• Try it: The data below is to be set down again exactly as written.

• Task material:
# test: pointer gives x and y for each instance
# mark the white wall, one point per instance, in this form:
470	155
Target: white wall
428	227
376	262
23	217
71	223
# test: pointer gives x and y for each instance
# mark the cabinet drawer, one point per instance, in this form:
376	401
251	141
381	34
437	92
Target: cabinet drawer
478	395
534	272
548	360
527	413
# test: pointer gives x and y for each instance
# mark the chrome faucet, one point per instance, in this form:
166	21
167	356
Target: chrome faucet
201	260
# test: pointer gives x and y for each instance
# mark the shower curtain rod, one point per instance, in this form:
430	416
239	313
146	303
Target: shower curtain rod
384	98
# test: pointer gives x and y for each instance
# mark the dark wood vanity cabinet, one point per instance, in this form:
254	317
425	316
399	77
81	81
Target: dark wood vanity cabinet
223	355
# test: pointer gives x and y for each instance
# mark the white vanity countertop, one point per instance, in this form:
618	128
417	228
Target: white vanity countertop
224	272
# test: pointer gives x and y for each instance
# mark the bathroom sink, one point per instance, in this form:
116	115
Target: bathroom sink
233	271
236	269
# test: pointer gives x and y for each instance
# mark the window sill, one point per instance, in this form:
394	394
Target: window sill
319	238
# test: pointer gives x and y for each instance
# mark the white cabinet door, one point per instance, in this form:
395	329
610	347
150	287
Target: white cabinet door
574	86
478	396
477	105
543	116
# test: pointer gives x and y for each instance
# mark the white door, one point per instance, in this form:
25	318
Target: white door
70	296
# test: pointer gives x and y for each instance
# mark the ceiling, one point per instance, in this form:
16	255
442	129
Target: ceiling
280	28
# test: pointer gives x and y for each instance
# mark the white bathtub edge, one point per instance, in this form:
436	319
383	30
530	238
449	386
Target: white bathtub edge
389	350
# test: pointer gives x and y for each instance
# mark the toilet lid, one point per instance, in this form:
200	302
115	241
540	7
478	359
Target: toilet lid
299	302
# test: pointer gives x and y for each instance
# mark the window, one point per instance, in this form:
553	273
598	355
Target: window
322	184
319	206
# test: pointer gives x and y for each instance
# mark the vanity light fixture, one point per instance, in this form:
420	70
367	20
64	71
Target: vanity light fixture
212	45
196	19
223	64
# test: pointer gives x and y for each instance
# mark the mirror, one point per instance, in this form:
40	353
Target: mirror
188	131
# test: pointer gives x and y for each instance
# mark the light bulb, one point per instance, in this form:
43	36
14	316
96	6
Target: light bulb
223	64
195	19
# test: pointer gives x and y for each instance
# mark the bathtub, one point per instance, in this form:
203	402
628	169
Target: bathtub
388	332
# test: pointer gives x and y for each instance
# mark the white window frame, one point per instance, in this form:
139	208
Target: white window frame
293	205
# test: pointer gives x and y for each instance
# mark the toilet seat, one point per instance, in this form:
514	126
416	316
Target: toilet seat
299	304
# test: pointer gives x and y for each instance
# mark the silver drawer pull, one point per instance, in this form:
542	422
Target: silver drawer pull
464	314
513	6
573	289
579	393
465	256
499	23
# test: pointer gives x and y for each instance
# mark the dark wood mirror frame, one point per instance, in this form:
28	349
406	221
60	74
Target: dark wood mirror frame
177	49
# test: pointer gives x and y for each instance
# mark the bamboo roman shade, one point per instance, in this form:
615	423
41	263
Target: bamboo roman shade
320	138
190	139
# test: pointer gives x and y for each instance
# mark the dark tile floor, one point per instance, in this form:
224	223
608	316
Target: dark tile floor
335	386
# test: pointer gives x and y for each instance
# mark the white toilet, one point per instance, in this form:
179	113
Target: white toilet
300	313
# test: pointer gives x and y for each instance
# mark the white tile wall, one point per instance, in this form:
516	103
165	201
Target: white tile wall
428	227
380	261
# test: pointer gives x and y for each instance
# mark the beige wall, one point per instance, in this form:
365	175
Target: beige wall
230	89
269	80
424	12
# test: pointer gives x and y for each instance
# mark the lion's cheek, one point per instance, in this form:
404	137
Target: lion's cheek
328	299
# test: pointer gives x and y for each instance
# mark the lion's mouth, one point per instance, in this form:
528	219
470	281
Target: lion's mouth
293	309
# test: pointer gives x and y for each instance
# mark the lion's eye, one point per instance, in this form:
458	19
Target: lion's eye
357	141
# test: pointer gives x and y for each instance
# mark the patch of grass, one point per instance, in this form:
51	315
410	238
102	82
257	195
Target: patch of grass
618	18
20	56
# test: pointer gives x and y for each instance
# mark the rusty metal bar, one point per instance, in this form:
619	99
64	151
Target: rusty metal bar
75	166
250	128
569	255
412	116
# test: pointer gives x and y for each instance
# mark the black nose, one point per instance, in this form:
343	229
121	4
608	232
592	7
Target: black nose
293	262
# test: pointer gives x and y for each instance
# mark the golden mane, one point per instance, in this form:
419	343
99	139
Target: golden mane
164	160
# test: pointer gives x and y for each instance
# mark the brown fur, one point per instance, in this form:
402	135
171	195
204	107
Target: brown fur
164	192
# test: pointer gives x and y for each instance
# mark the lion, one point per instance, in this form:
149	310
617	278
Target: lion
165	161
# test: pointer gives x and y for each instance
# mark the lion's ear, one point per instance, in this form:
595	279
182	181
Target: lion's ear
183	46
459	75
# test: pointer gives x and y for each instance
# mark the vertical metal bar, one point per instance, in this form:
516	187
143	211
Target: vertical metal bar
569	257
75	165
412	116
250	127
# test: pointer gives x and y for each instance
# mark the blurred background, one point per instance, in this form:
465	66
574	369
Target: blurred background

• Response to the exercise:
# test: pointer gives x and y for each instance
# mark the white wall, one point per instance, in this form:
470	155
Target: white wall
428	227
376	262
23	217
71	223
# test: pointer gives x and y for each instance
# mark the cabinet drawer, one point per instance, in this form:
376	401
251	141
381	34
437	92
Target: cabinet drawer
478	395
534	272
548	360
527	413
# test: pointer gives x and y for each instance
# mark the chrome faucet, one point per instance, in this form:
166	21
167	356
Target: chrome faucet
201	260
# test: pointer gives x and y for each instance
# mark the shower curtain rod, one point per instance, in this form:
430	416
239	313
146	303
Target: shower curtain rod
384	98
# test: pointer gives x and y for each instance
# mark the dark wood vanity cabinet, one point per instance, in this form:
254	317
425	316
399	77
81	81
Target: dark wood vanity cabinet
223	355
# test: pointer gives x and y for each instance
# mark the white vanity countertop, one point per instance, in this form:
618	128
417	228
Target: white vanity countertop
224	272
# test: pointer gives x and y for each instance
# mark the bathroom sink, one point per instance, in this form:
116	115
Target: bathroom sink
233	271
236	269
# test: pointer gives x and y for each instance
# mark the window sill, one point per instance, in this form:
394	394
Target: window sill
319	238
# test: pointer gives x and y for each instance
# mark the white cabinet door, one point per instance, in this form:
395	329
610	347
150	287
Target: white cabinet door
574	86
478	396
477	105
543	116
# test: pointer gives x and y for each instance
# mark the white door, one point per instance, in this form:
25	318
Target: white door
70	296
# test: pointer gives x and y for each instance
# mark the ceiling, one point per instance, in this form:
16	255
442	129
Target: ceiling
280	28
# test: pointer gives x and y for each instance
# mark the white bathtub edge, one point per instance, in this form:
436	319
383	30
530	238
449	386
Target: white bathtub edge
389	350
# test: pointer gives x and y for each instance
# mark the toilet lid, one point per instance, in this form:
200	302
115	241
540	7
478	359
Target: toilet lid
299	302
# test: pointer gives x and y for each instance
# mark the window, one point per instance, in this form:
553	273
598	355
Target: window
322	184
319	206
# test: pointer gives x and y for each instance
# mark the vanity light fixture, one point per instance, in this form:
420	70
367	20
64	71
Target: vanity light fixture
212	45
196	19
223	64
# test: pointer gives x and y for each instance
# mark the mirror, one point per instance, in this form:
40	353
Target: mirror
188	131
# test: pointer gives x and y for each instance
# mark the light bulb, one point per instance, in this form:
43	36
14	316
96	6
Target: light bulb
223	64
195	19
# test: pointer gives x and y for each instance
# mark the bathtub, one point per instance, in this form:
203	402
628	169
Target: bathtub
388	332
# test: pointer gives x and y for each instance
# mark the white window frame, one point per instance, in this form:
139	208
Target: white window frame
293	205
# test: pointer gives x and y for each instance
# mark the toilet seat, one point per instance, in this form:
514	126
416	316
Target: toilet seat
299	304
# test: pointer gives x and y for each instance
# mark the silver drawer pull, one point per instance, in this form:
542	422
Target: silver drawer pull
464	314
513	6
573	289
579	393
465	256
499	23
# test: pointer gives x and y for each instance
# mark the dark wood mirror frame, one point per instance, in this form:
28	349
406	221
60	74
Target: dark wood mirror frame
177	49
# test: pointer gives x and y for each instance
# mark the bamboo roman shade, one point per instance, in this form:
615	423
41	263
Target: bamboo roman shade
320	138
190	139
# test: pointer gives x and y for each instance
# mark the dark tile floor, one point per instance, in this form:
224	223
608	316
Target: dark tile floor
335	386
# test: pointer gives x and y for each instance
# mark the white toilet, one point per instance, in this form:
179	113
Target: white toilet
300	313
# test: pointer gives x and y for each instance
# mark the white tile wall, one point per instance, in this form:
516	103
165	201
Target: white tile wall
428	227
380	261
# test: pointer gives x and y for each instance
# mark the beige wall, one point per instance, in this form:
365	175
Target: beige wall
230	89
269	80
424	12
# test: pointer gives x and y for each instance
# mark the lion's cheek, one point per instance, in this form:
404	137
Target: lion's cheek
328	299
# test: pointer gives x and y for each instance
# mark the lion's mouth, one point per instance, in this form:
528	219
470	281
Target: lion's mouth
293	309
# test: pointer gives x and y for each instance
# mark the lion's eye, one point per instance, in this form:
458	19
Target: lion's eye
357	141
# test: pointer gives x and y for each instance
# mark the patch of grass, one point per instance, in this form:
51	315
410	238
102	82
257	195
Target: patch of grass
618	18
20	56
# test: pointer gives x and y for each instance
# mark the rusty metal bar, one point per instance, in this form:
619	99
64	151
Target: rusty metal bar
75	166
250	128
569	255
412	116
# test: pointer gives x and y for each instance
# mark the black nose, one point per instance, in this form:
343	229
121	4
608	232
592	7
Target: black nose
293	262
# test: pointer gives x and y for each instance
# mark the golden mane, one point per instance, in this form:
419	343
99	139
Target: golden mane
164	160
# test: pointer gives x and y for each instance
# mark the brown fur, one point per instance, in this form:
402	135
171	195
204	107
Target: brown fur
164	192
# test: pointer gives x and y for each instance
# mark the lion, one point per instance, in this form:
149	310
617	278
Target: lion
165	161
# test: pointer gives x and y for each instance
# mark the lion's ear, one point per instance, in this form:
595	279
182	181
Target: lion's ear
183	46
459	75
# test: pointer gives x and y for each instance
# mark the vertical metal bar, one point per instance, in this form:
516	187
143	211
Target: vertical metal bar
569	257
75	165
412	116
250	127
# test: pointer gives x and y for each instance
# mark the blurred background, one point per instance, in this form:
465	66
574	369
Target: blurred background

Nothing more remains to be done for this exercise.